### [EXERCISE DESCRIPTION]
The result should be an exact copy of the lines from the one with "tree in this photo." through the last line of the data below, both included.

[Stored entries]

==========

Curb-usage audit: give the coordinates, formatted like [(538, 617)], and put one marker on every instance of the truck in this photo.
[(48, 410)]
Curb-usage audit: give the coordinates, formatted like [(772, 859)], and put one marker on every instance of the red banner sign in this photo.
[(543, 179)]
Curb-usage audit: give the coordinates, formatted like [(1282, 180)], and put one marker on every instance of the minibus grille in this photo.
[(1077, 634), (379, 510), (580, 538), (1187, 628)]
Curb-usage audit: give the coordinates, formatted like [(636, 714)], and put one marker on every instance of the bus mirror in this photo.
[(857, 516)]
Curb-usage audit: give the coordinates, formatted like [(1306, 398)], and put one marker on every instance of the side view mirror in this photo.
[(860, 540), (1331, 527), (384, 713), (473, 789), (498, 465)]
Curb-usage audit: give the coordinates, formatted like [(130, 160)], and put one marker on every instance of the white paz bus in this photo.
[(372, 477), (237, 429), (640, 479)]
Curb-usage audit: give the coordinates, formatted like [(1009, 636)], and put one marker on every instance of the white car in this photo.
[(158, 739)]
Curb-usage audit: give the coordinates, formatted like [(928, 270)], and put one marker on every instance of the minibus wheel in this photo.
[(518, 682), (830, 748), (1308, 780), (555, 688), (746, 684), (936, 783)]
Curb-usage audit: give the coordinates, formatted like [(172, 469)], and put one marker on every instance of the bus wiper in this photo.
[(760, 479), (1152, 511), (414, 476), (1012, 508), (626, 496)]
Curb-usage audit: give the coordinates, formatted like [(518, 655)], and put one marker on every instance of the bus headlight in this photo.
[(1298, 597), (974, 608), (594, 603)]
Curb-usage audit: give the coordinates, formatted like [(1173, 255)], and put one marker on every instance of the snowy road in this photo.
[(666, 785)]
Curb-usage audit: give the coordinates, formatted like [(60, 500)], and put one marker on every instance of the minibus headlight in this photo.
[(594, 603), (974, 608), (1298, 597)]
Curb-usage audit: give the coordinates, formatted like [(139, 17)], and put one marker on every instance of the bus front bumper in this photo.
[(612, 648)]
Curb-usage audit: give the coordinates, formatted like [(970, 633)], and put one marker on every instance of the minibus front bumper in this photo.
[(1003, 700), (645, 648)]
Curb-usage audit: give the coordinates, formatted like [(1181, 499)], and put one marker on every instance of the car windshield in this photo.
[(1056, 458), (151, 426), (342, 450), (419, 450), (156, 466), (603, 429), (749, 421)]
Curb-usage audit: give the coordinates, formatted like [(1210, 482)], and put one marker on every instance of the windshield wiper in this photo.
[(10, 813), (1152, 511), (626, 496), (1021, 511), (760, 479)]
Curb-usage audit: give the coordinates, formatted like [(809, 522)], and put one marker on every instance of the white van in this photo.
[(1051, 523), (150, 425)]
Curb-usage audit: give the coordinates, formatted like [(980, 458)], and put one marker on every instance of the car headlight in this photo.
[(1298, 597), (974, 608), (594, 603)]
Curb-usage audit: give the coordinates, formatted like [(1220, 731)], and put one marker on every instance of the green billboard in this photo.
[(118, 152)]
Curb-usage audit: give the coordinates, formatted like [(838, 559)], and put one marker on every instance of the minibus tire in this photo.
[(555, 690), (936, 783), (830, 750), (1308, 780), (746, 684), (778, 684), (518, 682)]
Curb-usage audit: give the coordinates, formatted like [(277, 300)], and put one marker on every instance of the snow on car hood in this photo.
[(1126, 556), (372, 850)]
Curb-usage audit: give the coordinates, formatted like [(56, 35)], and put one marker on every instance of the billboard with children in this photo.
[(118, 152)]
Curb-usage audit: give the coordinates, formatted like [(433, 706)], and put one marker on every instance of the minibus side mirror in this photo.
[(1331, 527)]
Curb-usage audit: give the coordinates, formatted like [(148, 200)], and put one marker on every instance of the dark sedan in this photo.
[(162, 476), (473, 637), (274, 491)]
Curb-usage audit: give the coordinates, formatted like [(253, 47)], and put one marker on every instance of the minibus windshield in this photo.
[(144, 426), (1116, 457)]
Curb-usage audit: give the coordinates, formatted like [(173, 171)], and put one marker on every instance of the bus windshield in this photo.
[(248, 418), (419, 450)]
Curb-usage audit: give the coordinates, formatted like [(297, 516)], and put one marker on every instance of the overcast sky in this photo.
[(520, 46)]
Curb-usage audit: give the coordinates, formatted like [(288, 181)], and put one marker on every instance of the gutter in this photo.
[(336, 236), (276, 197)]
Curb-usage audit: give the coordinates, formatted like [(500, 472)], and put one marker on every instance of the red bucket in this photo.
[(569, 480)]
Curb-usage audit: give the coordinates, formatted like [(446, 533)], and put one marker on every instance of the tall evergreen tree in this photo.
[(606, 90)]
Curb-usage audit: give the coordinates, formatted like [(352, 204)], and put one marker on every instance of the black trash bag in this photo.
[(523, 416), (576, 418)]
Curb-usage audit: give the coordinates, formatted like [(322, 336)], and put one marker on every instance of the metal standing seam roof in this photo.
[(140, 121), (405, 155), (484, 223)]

==========

### [TASK ANSWER]
Curb-usage audit: give the coordinates, formatted like [(446, 533)], and put one marker on every instance of the tall evergreen tree in this photo.
[(606, 90)]
Curb-usage audit: give the coordinates, formatted like [(352, 204)], and put one marker on every instance of the black trash bag in this photo.
[(523, 416), (576, 418)]
Curb-usage audit: give the coordinates, formatted like [(322, 336)], and put one marker on every instance of the metal standing seam roof in this photo.
[(140, 121), (405, 155), (484, 223)]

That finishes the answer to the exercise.